• **WHAT YOU WILL DO**
**A)** Give the Smurf Tales review again from "This latest volume" up to and including "the Papercutz series.", replacing "spotlight" with "limelight".
**B)** According to the Smurf Tales review, which Smurfs come across the hidden village of Smurfy Grove while on an expedition in the Forbidden Forest?

The Smurf Tales Vol 3: The Crow In Smurfy Grove And Other Stories by Peyo

This latest volume in Peyo’s translated oeuvre certainly shows how far we’ve come since the days when borderline offensive jokes about Smurfette were considered, if not outright hilarious, then certainly acceptable consumption for young children. Behold how in the 50 or so intervening years, the Smurfs universe has acquired an entire other village of female Smurfs, each with their own personality and specialty, and watch how the vague objectification of Smurfette falls away as other vital, interesting female characters get their time in the spotlight. There is a moral here about female solidarity being a tide that lifts all boats. But even if you don’t care for feminist discourse, however mild or subtle, there’s a lot to enjoy in this third volume of the Papercutz series.

While on an expedition in the Forbidden Forest, Smurfette, Brainy Smurf, Hefty Smurf and Clumsy Smurf come across the hidden village of Smurfy Grove, populated entirely by female Smurfs. The villagers are initially suspicious of the newcomers but quickly befriend them, a process helped in large part by Smurfette’s sunny disposition. This volume actually begins after the Smurfs of Smurf Village have been accepted by the inhabitants of the grove. The first story, Brainy Smurf’s Walk, is an introduction to the many ways that Smurfy Grove differs from Smurf Village. The next tale, Challenges For Hefty Smurf, sets up a rivalry between the strongest Smurf and Smurfy Grove’s most accomplished warrior/huntress. Clumsy Smurf’s Dragonfly details how that hapless Smurf trains an insect friend, while the next three stories showcase the external threats facing Smurfy Grove. The last of these, as well as the final Smurfs tale in this volume, examine as well the internal threats to Smurfy Grove, and point to a new direction for our tribe of female Smurfs.

• **MATERIAL SHOWN**
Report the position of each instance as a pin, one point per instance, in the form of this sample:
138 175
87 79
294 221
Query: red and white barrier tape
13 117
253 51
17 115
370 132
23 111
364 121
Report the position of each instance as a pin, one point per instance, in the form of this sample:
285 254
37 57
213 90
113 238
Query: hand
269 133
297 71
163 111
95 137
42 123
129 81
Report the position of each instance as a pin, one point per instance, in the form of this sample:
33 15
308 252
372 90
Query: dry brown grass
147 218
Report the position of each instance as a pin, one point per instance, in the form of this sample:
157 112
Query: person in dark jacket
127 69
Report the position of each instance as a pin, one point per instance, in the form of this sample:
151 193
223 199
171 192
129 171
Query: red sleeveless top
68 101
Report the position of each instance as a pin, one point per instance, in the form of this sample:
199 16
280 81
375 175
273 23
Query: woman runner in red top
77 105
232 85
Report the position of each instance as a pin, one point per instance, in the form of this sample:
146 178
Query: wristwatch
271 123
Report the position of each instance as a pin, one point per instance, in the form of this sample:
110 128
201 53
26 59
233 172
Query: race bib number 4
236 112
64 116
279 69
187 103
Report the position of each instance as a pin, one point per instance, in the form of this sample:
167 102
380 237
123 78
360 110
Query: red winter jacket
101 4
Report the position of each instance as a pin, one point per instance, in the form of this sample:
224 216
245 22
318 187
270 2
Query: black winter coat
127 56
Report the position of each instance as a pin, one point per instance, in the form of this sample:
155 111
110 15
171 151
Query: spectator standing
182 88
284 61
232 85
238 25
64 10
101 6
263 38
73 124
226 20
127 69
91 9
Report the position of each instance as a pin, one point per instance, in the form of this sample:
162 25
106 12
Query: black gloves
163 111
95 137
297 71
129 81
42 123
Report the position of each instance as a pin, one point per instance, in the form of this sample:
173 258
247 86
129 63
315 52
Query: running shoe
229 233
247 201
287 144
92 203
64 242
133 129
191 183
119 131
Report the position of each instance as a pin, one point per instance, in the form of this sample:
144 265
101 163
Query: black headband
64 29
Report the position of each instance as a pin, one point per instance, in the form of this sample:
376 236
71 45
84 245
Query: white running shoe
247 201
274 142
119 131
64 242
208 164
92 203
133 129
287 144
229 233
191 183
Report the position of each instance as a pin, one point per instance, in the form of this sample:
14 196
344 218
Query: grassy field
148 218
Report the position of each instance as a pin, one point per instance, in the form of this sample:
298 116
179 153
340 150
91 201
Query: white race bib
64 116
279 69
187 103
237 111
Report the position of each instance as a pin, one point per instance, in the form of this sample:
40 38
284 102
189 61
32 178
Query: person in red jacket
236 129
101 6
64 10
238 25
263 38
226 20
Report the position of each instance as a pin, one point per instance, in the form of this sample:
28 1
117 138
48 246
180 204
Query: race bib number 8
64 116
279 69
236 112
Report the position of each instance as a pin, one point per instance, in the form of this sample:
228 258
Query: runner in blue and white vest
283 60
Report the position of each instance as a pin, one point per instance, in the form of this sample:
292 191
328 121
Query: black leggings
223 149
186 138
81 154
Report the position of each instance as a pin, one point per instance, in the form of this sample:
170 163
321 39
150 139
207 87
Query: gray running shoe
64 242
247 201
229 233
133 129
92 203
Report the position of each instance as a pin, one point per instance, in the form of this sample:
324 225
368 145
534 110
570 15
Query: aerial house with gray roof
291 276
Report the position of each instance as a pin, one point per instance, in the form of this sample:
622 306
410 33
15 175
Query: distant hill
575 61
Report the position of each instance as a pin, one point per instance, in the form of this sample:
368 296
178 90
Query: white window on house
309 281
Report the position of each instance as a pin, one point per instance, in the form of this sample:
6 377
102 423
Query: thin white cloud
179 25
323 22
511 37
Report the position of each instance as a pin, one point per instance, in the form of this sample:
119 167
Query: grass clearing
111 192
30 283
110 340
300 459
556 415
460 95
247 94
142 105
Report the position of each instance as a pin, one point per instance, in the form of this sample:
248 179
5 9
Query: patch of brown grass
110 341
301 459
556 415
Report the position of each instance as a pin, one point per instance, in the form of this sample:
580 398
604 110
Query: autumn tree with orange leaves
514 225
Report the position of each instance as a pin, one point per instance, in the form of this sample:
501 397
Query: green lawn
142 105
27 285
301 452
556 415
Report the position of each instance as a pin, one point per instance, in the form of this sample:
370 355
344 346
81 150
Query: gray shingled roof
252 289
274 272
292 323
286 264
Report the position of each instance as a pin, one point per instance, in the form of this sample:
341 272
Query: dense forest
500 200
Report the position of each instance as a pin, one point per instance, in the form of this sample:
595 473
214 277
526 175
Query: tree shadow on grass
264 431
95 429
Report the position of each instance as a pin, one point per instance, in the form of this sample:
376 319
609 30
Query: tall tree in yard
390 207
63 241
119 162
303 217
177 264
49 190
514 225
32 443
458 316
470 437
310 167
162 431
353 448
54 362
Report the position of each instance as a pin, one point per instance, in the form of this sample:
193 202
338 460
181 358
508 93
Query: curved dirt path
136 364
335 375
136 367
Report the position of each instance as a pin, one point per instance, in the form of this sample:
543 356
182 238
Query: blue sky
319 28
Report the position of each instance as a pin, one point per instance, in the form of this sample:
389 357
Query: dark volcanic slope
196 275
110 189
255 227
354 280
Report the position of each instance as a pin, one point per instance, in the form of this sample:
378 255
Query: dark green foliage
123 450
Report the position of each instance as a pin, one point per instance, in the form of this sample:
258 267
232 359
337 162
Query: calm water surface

• **TASK-BY-TASK SOLUTIONS**
**A)**
This latest volume in Peyo’s translated oeuvre certainly shows how far we’ve come since the days when borderline offensive jokes about Smurfette were considered, if not outright hilarious, then certainly acceptable consumption for young children. Behold how in the 50 or so intervening years, the Smurfs universe has acquired an entire other village of female Smurfs, each with their own personality and specialty, and watch how the vague objectification of Smurfette falls away as other vital, interesting female characters get their time in the limelight. There is a moral here about female solidarity being a tide that lifts all boats. But even if you don’t care for feminist discourse, however mild or subtle, there’s a lot to enjoy in this third volume of the Papercutz series.

**B)** Smurfette, Brainy Smurf, Hefty Smurf and Clumsy Smurf.